> [GOAL]: Exactly as written, transcribe the lines that run from the one containing "Where can the thatched" to the end of the records below.

> [GIVEN RECORDS]:
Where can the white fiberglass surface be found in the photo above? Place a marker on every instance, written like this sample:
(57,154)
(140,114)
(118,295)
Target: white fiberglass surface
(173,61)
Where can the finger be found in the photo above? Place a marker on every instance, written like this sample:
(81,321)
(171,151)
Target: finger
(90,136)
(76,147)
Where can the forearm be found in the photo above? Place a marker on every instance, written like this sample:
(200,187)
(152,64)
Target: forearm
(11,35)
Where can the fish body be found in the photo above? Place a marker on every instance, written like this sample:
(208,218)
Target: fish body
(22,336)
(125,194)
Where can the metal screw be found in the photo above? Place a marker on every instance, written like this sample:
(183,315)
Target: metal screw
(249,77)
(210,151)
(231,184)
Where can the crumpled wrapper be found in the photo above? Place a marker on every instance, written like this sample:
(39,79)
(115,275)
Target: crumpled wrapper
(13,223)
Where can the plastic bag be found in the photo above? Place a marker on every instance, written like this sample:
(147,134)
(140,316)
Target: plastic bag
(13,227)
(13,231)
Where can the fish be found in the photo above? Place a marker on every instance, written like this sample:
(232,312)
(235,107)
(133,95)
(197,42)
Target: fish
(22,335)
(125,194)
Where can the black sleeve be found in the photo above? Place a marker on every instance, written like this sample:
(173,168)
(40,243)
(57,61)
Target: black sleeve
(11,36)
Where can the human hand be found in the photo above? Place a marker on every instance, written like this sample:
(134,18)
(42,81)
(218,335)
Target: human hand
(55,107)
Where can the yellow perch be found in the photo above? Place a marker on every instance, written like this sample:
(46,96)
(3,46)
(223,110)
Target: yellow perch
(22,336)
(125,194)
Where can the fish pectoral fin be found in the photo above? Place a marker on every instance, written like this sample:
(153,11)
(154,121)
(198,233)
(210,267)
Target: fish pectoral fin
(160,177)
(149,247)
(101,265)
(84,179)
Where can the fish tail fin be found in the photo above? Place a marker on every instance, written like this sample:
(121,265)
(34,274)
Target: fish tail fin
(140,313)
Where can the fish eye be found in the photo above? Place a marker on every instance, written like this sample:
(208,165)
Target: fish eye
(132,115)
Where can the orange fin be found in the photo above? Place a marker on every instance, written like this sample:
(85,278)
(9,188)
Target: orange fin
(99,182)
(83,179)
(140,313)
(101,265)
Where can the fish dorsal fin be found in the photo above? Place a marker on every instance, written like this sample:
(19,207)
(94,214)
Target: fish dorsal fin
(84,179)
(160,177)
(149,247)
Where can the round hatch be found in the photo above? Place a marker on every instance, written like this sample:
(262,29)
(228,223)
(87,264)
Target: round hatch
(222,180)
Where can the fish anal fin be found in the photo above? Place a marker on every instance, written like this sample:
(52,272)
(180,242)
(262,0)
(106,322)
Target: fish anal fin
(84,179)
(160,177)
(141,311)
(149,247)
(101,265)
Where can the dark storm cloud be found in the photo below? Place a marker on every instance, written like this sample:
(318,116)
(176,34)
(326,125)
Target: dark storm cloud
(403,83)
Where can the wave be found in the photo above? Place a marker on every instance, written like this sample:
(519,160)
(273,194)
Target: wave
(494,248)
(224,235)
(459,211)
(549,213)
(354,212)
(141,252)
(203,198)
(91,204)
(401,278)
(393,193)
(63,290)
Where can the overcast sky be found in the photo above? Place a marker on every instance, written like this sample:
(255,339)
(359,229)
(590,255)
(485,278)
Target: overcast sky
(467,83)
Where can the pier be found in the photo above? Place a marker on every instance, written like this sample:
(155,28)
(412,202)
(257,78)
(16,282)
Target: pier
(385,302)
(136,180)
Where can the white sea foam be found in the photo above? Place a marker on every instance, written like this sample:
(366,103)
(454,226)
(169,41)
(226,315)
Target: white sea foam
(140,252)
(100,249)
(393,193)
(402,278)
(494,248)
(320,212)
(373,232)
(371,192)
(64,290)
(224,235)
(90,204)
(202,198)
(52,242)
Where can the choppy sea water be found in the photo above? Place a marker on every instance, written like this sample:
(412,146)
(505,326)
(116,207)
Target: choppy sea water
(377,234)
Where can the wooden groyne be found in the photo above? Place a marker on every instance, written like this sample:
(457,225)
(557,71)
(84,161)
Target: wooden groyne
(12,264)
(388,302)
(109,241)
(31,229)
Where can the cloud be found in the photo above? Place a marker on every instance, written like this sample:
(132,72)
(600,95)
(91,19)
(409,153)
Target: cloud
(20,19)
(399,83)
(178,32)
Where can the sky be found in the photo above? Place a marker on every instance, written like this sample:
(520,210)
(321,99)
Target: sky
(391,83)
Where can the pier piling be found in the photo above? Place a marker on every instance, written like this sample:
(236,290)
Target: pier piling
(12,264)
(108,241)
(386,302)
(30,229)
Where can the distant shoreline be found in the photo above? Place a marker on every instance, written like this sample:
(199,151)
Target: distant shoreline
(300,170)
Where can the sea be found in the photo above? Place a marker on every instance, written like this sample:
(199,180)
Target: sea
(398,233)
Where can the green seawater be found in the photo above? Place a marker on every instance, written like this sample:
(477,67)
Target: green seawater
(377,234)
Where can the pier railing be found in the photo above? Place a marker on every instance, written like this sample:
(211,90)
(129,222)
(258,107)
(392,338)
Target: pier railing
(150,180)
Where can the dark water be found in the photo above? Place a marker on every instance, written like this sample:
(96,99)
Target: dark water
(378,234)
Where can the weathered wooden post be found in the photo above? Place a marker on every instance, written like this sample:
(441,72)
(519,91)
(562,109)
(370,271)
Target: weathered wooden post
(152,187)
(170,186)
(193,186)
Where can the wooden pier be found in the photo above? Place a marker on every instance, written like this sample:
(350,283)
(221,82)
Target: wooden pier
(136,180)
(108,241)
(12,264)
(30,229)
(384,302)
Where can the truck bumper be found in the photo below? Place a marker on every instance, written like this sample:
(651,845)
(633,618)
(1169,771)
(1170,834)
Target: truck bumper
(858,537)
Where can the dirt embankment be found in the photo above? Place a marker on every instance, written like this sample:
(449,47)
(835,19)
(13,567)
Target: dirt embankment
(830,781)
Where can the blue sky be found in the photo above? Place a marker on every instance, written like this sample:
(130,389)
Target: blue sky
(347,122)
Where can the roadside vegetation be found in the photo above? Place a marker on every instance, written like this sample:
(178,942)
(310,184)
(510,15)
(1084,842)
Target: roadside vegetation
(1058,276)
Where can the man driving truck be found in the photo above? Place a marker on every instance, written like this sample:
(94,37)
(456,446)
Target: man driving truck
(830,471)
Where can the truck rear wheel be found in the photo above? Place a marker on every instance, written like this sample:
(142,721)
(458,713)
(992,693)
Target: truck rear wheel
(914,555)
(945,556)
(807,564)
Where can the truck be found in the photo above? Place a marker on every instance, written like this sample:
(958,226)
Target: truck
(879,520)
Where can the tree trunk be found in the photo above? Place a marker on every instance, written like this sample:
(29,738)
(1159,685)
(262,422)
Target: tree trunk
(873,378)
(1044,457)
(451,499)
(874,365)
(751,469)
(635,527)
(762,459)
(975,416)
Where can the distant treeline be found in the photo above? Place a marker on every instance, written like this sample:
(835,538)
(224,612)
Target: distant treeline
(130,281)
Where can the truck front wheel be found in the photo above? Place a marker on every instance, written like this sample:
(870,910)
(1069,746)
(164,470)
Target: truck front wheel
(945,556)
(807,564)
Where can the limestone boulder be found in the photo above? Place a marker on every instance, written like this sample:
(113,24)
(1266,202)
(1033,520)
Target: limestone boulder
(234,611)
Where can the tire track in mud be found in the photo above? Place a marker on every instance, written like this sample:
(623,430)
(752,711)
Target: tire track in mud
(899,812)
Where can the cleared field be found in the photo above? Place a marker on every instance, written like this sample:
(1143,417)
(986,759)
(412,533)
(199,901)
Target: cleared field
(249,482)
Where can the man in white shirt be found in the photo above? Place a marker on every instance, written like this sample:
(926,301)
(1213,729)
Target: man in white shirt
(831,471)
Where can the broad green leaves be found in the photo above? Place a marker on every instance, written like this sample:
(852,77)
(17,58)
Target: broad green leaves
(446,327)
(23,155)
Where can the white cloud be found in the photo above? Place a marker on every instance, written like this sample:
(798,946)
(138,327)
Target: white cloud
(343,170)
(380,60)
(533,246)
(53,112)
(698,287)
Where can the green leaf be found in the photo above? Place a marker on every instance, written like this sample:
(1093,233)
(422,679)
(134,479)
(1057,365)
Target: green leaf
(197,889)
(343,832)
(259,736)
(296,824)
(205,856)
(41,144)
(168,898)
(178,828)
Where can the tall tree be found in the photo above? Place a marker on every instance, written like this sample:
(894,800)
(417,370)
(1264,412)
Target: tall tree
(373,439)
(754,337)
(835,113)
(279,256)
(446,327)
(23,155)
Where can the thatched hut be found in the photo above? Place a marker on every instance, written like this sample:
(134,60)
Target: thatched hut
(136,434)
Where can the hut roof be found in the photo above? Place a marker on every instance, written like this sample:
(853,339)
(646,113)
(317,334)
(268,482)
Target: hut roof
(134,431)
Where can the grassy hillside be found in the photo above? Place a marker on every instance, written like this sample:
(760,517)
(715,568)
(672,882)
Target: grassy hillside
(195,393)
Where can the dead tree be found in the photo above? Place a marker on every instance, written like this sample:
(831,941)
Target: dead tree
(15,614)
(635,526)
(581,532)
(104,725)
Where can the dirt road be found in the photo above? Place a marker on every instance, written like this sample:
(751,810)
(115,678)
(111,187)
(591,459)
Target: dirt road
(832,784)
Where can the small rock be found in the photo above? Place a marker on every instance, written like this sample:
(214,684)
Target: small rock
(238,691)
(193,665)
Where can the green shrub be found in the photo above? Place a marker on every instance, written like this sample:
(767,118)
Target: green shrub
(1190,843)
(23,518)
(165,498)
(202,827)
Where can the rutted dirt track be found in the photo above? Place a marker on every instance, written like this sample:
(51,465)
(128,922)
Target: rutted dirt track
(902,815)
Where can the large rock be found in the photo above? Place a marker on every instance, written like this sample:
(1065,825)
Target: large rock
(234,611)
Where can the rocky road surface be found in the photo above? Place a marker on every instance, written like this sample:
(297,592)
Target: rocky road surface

> [RESPONSE TO THE TASK]:
Where can the thatched hut be found in the photo above? Place a marker on every instance, written like this sample:
(134,60)
Target: thatched hut
(136,434)
Where can the hut roof be found in the photo above? Place a marker on every instance, written like this sample:
(853,339)
(646,113)
(317,334)
(268,482)
Target: hut roof
(134,431)
Where can the grassy hillside be found in the photo above? Place a marker on every instance, written like this sample:
(760,517)
(715,568)
(672,882)
Target: grassy hillside
(195,393)
Where can the dead tree be found in the photo above? Place a marker on every instance, written like this sample:
(831,941)
Target: dead tree
(15,614)
(635,526)
(581,532)
(104,725)
Where can the dirt road be found in the photo above? Place a marker on every instance, written like this sample:
(751,810)
(115,678)
(111,187)
(591,459)
Target: dirt road
(832,784)
Where can the small rock be found in the photo above? Place a marker on every instance, written like this sample:
(214,684)
Target: small rock
(238,691)
(193,665)
Where can the green shrub be found in the photo above? Place a marker on every instance, written like this sample:
(767,118)
Target: green shrub
(1190,843)
(23,518)
(165,498)
(202,827)
Where can the rutted dirt track be found in the photo above? Place a marker on every instance, written like this sample:
(51,465)
(128,922)
Target: rutted dirt track
(902,815)
Where can the large rock be found in the photo above? Place a marker on every instance, written like this sample:
(1065,825)
Target: large rock
(234,611)
Where can the rocky road surface be found in the photo above? Place a marker on every instance, written like this sample:
(297,592)
Target: rocky road surface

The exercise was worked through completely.